[Dataset entries]

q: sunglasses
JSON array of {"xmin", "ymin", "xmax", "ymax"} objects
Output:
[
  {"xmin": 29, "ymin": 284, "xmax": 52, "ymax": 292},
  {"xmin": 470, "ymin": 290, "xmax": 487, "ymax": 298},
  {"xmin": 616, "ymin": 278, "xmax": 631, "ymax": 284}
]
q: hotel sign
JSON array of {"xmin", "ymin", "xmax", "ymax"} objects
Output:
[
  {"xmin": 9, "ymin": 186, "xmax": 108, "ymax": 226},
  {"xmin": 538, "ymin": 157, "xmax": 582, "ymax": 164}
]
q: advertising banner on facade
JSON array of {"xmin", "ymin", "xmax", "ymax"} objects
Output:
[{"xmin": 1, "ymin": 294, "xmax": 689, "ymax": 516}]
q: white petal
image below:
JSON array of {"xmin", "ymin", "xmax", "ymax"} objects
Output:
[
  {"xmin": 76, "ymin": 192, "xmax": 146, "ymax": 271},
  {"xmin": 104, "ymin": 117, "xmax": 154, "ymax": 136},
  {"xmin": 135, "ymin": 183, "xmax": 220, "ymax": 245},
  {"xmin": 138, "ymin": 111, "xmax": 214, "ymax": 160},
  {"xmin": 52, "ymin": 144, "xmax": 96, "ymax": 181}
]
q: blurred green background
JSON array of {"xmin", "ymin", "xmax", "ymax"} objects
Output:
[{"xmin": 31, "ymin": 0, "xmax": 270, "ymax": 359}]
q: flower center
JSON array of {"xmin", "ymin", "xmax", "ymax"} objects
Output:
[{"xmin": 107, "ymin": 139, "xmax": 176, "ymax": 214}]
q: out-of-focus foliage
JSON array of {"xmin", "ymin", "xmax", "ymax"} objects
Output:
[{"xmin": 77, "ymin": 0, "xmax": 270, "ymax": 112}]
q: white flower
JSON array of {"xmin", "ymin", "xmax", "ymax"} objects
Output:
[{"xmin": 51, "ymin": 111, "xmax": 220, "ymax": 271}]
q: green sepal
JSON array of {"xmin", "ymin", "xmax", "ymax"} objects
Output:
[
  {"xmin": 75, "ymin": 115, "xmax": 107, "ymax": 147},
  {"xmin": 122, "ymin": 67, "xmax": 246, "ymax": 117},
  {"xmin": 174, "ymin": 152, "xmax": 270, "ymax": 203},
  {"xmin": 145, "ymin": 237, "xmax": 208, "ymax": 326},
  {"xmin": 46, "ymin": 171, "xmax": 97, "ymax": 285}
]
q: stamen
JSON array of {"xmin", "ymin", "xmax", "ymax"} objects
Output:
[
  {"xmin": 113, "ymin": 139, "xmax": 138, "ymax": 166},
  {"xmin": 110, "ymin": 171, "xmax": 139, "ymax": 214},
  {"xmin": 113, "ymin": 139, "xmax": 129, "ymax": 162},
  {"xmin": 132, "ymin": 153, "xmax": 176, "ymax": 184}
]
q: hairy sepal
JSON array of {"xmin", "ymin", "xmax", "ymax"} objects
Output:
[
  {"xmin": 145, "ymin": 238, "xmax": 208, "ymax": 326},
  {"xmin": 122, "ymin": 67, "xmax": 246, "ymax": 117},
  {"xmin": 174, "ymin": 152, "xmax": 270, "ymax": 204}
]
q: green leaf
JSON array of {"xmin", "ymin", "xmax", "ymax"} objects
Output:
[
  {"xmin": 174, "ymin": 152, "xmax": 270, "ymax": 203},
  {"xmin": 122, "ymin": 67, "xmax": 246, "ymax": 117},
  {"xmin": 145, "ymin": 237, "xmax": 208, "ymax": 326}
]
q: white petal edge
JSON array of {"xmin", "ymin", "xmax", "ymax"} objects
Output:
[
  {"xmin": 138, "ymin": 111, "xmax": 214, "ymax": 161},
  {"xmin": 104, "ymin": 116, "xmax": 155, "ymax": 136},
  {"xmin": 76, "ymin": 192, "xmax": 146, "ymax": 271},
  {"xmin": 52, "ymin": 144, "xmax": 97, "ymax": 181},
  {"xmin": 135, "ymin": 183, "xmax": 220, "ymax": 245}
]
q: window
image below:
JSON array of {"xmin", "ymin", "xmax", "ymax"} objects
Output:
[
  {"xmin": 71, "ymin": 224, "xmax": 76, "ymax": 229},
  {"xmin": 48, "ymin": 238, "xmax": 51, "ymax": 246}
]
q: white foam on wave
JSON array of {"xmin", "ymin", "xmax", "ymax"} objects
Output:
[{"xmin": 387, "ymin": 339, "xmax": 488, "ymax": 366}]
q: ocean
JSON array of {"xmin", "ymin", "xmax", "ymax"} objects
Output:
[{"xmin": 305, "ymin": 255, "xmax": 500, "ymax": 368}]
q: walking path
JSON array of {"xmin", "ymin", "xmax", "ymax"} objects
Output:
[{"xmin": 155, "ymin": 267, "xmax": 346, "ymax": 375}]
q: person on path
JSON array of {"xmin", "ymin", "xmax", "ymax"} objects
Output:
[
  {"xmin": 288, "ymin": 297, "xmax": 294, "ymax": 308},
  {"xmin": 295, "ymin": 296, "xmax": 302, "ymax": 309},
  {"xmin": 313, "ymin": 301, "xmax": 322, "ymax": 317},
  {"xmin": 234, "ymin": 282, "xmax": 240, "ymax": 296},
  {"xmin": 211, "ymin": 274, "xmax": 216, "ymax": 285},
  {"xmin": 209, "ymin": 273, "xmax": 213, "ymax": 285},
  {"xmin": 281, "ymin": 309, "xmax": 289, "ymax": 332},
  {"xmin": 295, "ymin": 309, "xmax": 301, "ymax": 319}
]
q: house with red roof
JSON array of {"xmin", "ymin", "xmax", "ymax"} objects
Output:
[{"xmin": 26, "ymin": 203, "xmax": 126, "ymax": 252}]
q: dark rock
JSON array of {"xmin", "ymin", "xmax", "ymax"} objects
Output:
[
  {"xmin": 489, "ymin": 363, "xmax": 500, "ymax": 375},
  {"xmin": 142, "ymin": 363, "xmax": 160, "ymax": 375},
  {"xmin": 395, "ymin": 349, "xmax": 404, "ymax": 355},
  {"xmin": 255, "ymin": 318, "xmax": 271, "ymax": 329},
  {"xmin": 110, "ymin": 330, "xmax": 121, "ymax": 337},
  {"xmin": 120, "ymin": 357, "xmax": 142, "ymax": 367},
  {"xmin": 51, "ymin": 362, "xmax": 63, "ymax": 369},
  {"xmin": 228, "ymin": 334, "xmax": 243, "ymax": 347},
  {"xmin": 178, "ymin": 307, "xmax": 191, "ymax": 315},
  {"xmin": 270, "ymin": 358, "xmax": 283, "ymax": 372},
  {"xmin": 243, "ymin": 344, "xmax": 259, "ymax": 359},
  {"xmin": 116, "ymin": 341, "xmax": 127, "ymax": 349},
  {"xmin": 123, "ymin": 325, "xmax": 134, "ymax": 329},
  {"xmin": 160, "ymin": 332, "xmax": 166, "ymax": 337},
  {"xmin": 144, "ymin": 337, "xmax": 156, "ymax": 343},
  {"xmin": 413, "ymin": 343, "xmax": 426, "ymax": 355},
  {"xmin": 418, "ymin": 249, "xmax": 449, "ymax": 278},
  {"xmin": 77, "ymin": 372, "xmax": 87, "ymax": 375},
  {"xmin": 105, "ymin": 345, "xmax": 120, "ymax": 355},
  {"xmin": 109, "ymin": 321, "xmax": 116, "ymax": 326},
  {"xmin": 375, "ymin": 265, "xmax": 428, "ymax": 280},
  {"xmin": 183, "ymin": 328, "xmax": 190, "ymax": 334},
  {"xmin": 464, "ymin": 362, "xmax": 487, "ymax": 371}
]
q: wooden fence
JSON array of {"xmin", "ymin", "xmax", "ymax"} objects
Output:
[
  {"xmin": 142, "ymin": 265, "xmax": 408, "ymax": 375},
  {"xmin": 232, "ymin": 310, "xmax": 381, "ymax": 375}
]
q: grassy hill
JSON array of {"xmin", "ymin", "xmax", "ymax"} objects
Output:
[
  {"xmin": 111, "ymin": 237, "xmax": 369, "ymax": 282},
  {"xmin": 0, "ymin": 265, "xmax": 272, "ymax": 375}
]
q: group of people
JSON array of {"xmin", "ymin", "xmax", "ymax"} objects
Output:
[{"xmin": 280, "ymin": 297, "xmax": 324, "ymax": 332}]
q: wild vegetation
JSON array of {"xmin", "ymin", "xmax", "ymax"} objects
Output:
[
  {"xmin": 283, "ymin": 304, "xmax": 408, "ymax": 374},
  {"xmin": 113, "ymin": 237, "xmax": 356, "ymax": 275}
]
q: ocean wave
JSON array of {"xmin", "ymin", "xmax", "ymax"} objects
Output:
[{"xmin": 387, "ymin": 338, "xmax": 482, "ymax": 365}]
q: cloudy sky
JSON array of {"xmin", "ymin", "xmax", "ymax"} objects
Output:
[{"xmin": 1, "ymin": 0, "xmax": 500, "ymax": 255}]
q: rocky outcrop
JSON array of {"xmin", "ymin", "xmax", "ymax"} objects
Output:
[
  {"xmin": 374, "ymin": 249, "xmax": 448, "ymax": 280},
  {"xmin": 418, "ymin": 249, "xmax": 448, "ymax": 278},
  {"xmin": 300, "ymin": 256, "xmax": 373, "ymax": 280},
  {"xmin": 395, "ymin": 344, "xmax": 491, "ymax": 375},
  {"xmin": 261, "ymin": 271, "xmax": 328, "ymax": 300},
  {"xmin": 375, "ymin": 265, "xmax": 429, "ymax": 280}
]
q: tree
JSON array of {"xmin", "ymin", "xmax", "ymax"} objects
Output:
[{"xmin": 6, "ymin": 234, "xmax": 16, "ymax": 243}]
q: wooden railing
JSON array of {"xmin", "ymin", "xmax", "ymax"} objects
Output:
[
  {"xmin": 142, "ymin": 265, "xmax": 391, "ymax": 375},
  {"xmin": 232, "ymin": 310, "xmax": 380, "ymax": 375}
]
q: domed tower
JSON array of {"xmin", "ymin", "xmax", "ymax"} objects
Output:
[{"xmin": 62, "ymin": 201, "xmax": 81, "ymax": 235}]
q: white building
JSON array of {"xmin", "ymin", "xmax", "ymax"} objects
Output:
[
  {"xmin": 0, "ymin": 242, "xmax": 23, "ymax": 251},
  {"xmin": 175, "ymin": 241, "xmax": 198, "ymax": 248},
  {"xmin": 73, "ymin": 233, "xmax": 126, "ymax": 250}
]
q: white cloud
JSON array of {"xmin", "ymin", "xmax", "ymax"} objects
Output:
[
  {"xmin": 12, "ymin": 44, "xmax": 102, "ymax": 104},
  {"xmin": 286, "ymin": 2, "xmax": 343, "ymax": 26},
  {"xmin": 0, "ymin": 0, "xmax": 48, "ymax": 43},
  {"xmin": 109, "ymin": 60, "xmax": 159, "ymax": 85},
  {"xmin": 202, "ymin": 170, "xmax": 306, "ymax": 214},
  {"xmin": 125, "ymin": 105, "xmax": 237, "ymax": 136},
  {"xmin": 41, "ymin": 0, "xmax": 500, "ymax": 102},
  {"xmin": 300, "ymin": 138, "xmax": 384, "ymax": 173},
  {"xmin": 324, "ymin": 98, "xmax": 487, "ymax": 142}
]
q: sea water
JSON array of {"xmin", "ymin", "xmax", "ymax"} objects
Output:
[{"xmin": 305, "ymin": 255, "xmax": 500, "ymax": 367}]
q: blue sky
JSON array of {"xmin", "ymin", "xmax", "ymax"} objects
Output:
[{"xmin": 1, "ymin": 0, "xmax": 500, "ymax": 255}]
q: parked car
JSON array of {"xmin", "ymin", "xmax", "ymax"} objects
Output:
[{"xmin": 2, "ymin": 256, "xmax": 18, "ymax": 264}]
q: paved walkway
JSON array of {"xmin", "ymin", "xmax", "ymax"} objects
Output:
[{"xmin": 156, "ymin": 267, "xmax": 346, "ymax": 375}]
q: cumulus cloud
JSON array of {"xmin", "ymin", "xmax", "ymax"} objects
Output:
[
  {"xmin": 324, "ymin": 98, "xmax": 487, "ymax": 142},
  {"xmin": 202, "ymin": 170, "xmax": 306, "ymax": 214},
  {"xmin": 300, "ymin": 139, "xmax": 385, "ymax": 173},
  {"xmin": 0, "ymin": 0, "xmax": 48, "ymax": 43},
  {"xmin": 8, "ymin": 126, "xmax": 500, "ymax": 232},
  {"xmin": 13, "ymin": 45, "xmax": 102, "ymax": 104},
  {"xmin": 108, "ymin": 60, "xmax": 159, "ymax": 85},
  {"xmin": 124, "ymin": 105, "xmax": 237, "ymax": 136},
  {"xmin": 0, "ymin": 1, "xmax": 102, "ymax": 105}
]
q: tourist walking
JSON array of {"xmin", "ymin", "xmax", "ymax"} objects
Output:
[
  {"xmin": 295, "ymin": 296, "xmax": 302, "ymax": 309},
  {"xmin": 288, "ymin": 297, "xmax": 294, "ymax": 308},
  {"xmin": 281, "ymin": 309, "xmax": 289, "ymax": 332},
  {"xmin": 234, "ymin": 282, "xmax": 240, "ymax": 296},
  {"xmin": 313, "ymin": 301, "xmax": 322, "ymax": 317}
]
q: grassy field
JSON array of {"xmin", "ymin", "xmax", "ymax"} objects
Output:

» **WORK TASK**: Print precisely the lines from the one with "q: paved walkway" through the end of the data above, adding nothing.

» **TASK SOLUTION**:
q: paved walkway
JSON array of {"xmin", "ymin", "xmax", "ymax"} objects
Output:
[{"xmin": 156, "ymin": 267, "xmax": 346, "ymax": 375}]
q: cumulus cloud
JSON array of {"xmin", "ymin", "xmax", "ymax"} objects
Output:
[
  {"xmin": 324, "ymin": 98, "xmax": 487, "ymax": 142},
  {"xmin": 202, "ymin": 170, "xmax": 306, "ymax": 214},
  {"xmin": 300, "ymin": 139, "xmax": 385, "ymax": 173},
  {"xmin": 0, "ymin": 0, "xmax": 48, "ymax": 43},
  {"xmin": 8, "ymin": 126, "xmax": 500, "ymax": 232},
  {"xmin": 13, "ymin": 45, "xmax": 102, "ymax": 104},
  {"xmin": 108, "ymin": 60, "xmax": 159, "ymax": 85},
  {"xmin": 124, "ymin": 105, "xmax": 237, "ymax": 136},
  {"xmin": 0, "ymin": 1, "xmax": 102, "ymax": 105}
]
q: tourist walking
JSON array of {"xmin", "ymin", "xmax", "ymax"} objects
Output:
[
  {"xmin": 295, "ymin": 296, "xmax": 302, "ymax": 309},
  {"xmin": 288, "ymin": 297, "xmax": 294, "ymax": 308},
  {"xmin": 281, "ymin": 309, "xmax": 289, "ymax": 332},
  {"xmin": 234, "ymin": 282, "xmax": 240, "ymax": 296},
  {"xmin": 313, "ymin": 301, "xmax": 322, "ymax": 317}
]
q: grassy field
JSON array of {"xmin", "ymin", "xmax", "ymax"} objects
Output:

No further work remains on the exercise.